- **What the task asks**
Could you rewrite the part that opens with the line containing "shape point(231, 279)" and closes with the line containing "point(99, 655)", both lines included, with every answer coordinate scaled by 1.35 and rounded to a whole number, halves rounding up? Keep the request lines unchanged, sample points included, and leave the pictures out of your answer.

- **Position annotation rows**
____
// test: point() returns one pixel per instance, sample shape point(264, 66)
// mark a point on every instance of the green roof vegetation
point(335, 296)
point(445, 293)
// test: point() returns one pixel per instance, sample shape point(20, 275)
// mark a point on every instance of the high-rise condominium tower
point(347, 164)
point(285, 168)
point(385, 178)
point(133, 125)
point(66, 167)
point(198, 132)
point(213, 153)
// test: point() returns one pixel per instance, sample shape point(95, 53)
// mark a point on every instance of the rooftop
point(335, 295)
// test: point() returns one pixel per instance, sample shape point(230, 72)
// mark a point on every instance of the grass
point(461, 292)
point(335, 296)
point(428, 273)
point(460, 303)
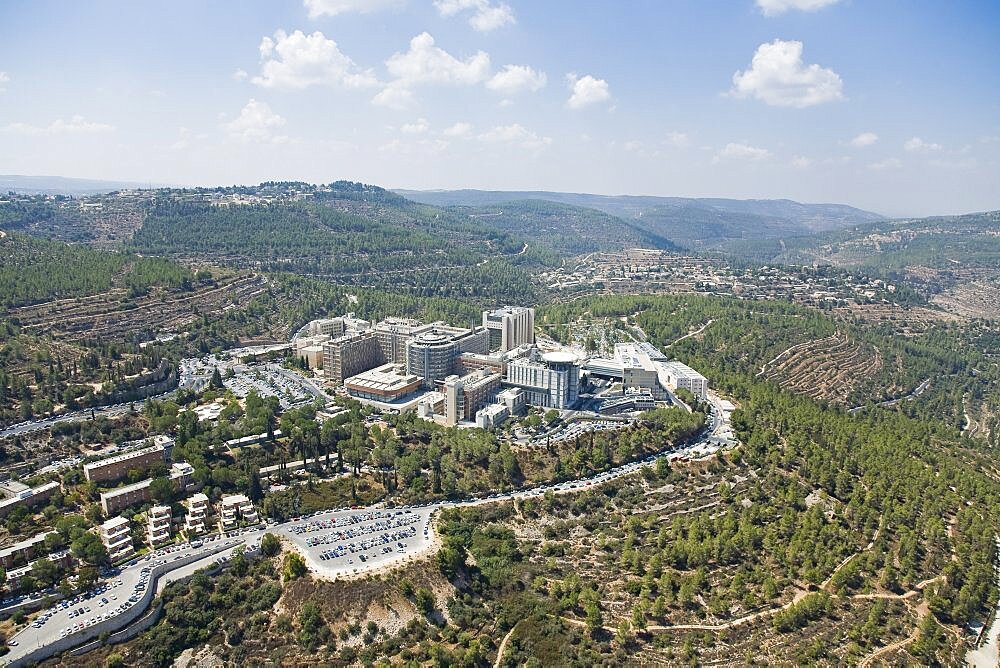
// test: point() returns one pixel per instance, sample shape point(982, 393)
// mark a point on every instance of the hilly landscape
point(706, 223)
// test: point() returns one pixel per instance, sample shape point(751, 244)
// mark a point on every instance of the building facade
point(116, 534)
point(510, 327)
point(553, 381)
point(350, 355)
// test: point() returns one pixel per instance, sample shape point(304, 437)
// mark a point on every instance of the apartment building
point(120, 498)
point(116, 534)
point(28, 497)
point(194, 521)
point(158, 528)
point(117, 467)
point(235, 509)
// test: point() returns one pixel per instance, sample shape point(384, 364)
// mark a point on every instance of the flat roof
point(124, 457)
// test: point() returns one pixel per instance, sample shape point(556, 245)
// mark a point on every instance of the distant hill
point(692, 222)
point(62, 185)
point(563, 228)
point(940, 242)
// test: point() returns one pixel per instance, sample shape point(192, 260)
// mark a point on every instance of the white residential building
point(194, 521)
point(116, 534)
point(235, 509)
point(158, 529)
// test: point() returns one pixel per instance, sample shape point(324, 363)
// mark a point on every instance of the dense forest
point(34, 270)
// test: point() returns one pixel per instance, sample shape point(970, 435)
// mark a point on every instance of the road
point(332, 542)
point(130, 587)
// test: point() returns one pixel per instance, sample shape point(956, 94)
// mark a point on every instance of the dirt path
point(503, 645)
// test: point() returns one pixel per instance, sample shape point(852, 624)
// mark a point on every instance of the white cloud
point(256, 123)
point(888, 163)
point(458, 130)
point(677, 139)
point(864, 139)
point(183, 140)
point(75, 125)
point(514, 134)
point(419, 126)
point(486, 16)
point(587, 90)
point(778, 77)
point(736, 151)
point(775, 7)
point(297, 60)
point(425, 63)
point(513, 79)
point(318, 8)
point(394, 96)
point(916, 144)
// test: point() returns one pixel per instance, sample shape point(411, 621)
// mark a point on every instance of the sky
point(888, 105)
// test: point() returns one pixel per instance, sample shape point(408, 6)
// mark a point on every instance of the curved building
point(431, 355)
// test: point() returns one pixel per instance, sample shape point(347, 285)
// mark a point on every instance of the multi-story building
point(677, 375)
point(393, 333)
point(235, 509)
point(510, 327)
point(552, 381)
point(350, 355)
point(28, 497)
point(492, 416)
point(24, 551)
point(117, 467)
point(116, 534)
point(431, 355)
point(386, 383)
point(513, 399)
point(119, 498)
point(194, 521)
point(158, 527)
point(466, 395)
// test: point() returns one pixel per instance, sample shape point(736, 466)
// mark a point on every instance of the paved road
point(123, 592)
point(326, 539)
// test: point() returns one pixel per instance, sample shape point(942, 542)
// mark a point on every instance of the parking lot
point(345, 542)
point(267, 379)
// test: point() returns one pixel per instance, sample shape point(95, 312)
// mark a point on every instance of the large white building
point(679, 376)
point(551, 381)
point(510, 327)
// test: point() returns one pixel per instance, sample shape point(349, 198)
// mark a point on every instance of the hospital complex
point(479, 375)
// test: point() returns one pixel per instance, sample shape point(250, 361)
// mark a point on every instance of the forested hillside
point(563, 228)
point(35, 270)
point(689, 222)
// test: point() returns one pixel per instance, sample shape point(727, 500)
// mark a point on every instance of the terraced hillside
point(827, 369)
point(113, 314)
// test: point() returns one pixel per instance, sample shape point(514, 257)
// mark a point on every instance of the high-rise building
point(510, 327)
point(393, 333)
point(553, 381)
point(350, 355)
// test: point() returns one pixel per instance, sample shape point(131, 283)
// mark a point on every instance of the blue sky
point(889, 105)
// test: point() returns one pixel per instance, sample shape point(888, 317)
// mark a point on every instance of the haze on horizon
point(889, 108)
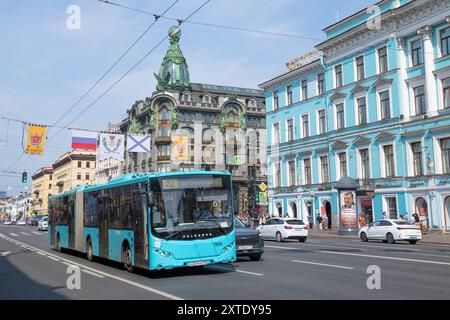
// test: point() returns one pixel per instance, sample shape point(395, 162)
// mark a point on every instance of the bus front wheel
point(126, 258)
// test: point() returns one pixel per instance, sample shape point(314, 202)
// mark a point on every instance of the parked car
point(390, 231)
point(43, 224)
point(249, 242)
point(284, 228)
point(35, 220)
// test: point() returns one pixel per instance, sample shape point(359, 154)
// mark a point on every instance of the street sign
point(263, 186)
point(263, 198)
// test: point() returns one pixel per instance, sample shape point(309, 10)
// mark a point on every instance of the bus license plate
point(197, 263)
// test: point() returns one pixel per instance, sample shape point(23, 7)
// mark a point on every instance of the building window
point(362, 110)
point(416, 149)
point(275, 100)
point(321, 83)
point(305, 125)
point(276, 133)
point(277, 176)
point(446, 86)
point(392, 207)
point(389, 161)
point(289, 95)
point(324, 169)
point(342, 164)
point(290, 131)
point(322, 121)
point(365, 163)
point(416, 52)
point(292, 179)
point(382, 60)
point(340, 116)
point(304, 89)
point(445, 150)
point(445, 42)
point(307, 168)
point(338, 76)
point(385, 105)
point(419, 100)
point(360, 68)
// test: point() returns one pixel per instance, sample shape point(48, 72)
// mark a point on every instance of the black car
point(249, 242)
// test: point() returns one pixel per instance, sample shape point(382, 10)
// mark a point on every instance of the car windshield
point(191, 202)
point(239, 224)
point(294, 222)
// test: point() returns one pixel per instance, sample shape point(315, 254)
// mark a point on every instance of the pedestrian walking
point(319, 222)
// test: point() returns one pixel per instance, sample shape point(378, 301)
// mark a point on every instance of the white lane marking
point(92, 273)
point(387, 257)
point(323, 264)
point(138, 285)
point(54, 259)
point(241, 271)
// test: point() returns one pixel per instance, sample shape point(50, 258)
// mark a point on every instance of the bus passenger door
point(139, 218)
point(71, 220)
point(103, 215)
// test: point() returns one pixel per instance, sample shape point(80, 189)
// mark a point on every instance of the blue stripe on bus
point(115, 241)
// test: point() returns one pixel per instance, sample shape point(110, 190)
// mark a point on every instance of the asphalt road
point(318, 269)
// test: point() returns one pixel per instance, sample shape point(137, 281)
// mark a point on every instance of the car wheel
point(390, 238)
point(279, 237)
point(255, 257)
point(89, 254)
point(126, 258)
point(363, 237)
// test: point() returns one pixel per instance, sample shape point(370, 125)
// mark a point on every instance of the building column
point(430, 82)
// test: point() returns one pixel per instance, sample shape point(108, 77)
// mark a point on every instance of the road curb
point(356, 238)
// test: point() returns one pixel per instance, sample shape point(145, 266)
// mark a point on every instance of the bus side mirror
point(150, 198)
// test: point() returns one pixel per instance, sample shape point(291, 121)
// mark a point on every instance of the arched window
point(208, 147)
point(189, 132)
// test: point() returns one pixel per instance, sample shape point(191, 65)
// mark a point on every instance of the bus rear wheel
point(126, 258)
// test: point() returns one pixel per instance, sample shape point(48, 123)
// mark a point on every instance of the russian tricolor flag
point(84, 140)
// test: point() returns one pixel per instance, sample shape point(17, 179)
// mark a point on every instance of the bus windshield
point(183, 204)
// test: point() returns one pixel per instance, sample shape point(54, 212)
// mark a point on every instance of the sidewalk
point(436, 237)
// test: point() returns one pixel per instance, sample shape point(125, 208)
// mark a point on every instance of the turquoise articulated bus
point(153, 221)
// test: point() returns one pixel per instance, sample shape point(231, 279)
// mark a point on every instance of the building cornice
point(394, 23)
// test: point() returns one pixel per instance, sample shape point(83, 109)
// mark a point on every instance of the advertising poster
point(348, 209)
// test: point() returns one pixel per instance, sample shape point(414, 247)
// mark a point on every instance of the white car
point(390, 231)
point(43, 224)
point(284, 228)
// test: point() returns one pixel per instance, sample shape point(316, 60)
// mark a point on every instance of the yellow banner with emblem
point(180, 148)
point(36, 139)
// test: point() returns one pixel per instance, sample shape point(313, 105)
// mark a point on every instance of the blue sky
point(45, 67)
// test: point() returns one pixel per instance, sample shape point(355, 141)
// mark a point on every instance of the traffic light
point(24, 177)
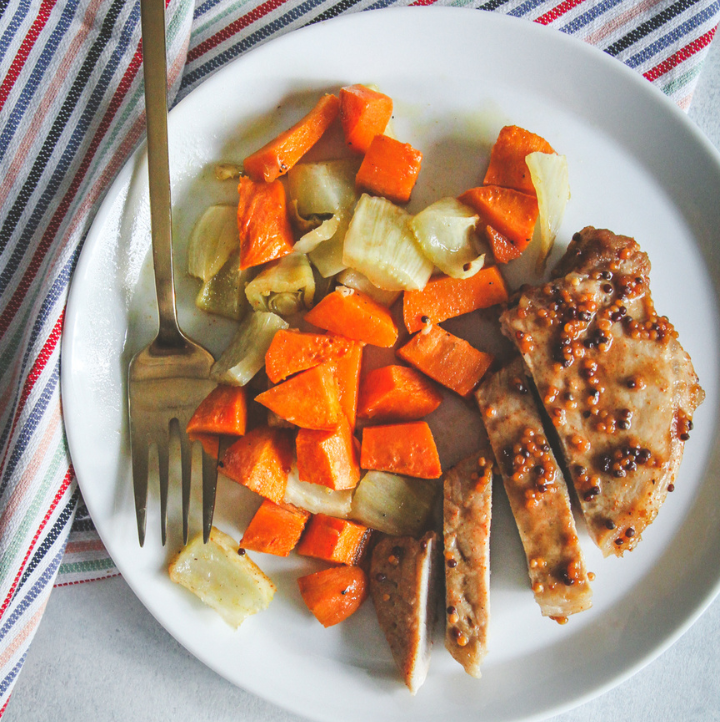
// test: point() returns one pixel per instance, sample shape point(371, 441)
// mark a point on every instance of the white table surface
point(99, 655)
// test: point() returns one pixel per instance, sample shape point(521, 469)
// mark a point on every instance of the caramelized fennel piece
point(466, 530)
point(403, 585)
point(537, 492)
point(618, 387)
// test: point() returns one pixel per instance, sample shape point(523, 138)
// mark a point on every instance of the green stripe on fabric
point(96, 565)
point(31, 514)
point(683, 79)
point(217, 18)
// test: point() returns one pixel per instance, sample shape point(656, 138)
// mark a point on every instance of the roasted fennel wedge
point(317, 499)
point(224, 293)
point(394, 504)
point(214, 238)
point(445, 231)
point(381, 245)
point(324, 187)
point(245, 355)
point(328, 256)
point(285, 286)
point(351, 278)
point(231, 583)
point(549, 173)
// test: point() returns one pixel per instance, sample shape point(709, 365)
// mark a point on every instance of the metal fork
point(168, 379)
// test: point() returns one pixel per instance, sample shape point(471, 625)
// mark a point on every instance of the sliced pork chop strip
point(537, 492)
point(467, 509)
point(616, 383)
point(404, 587)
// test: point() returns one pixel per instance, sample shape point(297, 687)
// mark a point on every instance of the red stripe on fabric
point(37, 259)
point(37, 368)
point(24, 50)
point(680, 56)
point(235, 27)
point(63, 488)
point(558, 11)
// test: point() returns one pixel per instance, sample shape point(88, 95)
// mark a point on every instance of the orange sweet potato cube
point(334, 540)
point(407, 449)
point(389, 169)
point(275, 529)
point(329, 458)
point(261, 460)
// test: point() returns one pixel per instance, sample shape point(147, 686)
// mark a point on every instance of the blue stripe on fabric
point(13, 25)
point(204, 7)
point(36, 76)
point(8, 681)
point(64, 520)
point(380, 4)
point(525, 8)
point(640, 32)
point(66, 111)
point(73, 145)
point(246, 43)
point(30, 426)
point(56, 292)
point(32, 595)
point(582, 20)
point(673, 35)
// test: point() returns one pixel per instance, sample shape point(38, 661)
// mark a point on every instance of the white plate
point(637, 166)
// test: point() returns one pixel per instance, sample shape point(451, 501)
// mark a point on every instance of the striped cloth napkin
point(71, 113)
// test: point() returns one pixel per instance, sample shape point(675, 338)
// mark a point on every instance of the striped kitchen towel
point(71, 112)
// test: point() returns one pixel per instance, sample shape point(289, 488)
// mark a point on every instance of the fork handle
point(155, 74)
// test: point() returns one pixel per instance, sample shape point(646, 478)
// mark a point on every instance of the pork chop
point(466, 529)
point(537, 492)
point(403, 585)
point(616, 383)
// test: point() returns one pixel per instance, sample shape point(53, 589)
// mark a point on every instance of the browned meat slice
point(466, 530)
point(403, 585)
point(619, 388)
point(537, 491)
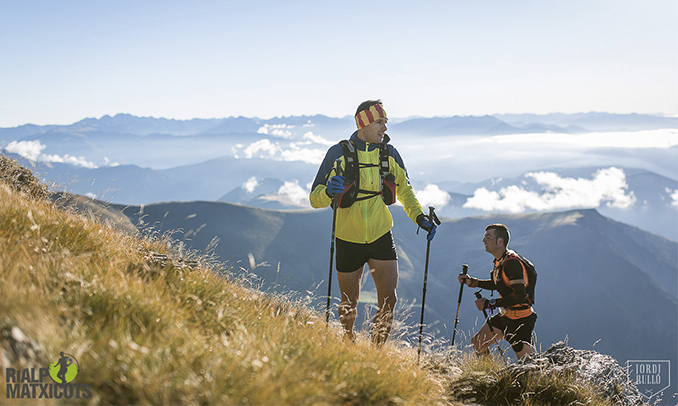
____
- **Answer to the exercise**
// test: point() returns one pixel per instance, sample shape point(231, 279)
// mark a point on every instance of the building cornice
point(532, 31)
// test: point() returns one pixel per instance, sample shape point(83, 109)
// mark a point on every instance of the advertising poster
point(470, 282)
// test: point() returns one pixel per instance, sample shape point(414, 247)
// mark a point on every instance of the white car
point(527, 312)
point(58, 302)
point(383, 308)
// test: point() returns one pixel per instance, sample shape point(316, 60)
// mark a point on every instance of the yellow banner with emblem
point(243, 200)
point(49, 188)
// test: point() returns one pixel per instance, sample shape point(313, 105)
// mark a point on every instance of the blue sky
point(61, 90)
// test: point() returns one pixel per instance, sample shape point(355, 141)
// mark a point on every instance of the traffic light
point(32, 239)
// test: point() returns one pixel per instance, sample shape point(371, 441)
// mark a point on every instance of the white table surface
point(134, 884)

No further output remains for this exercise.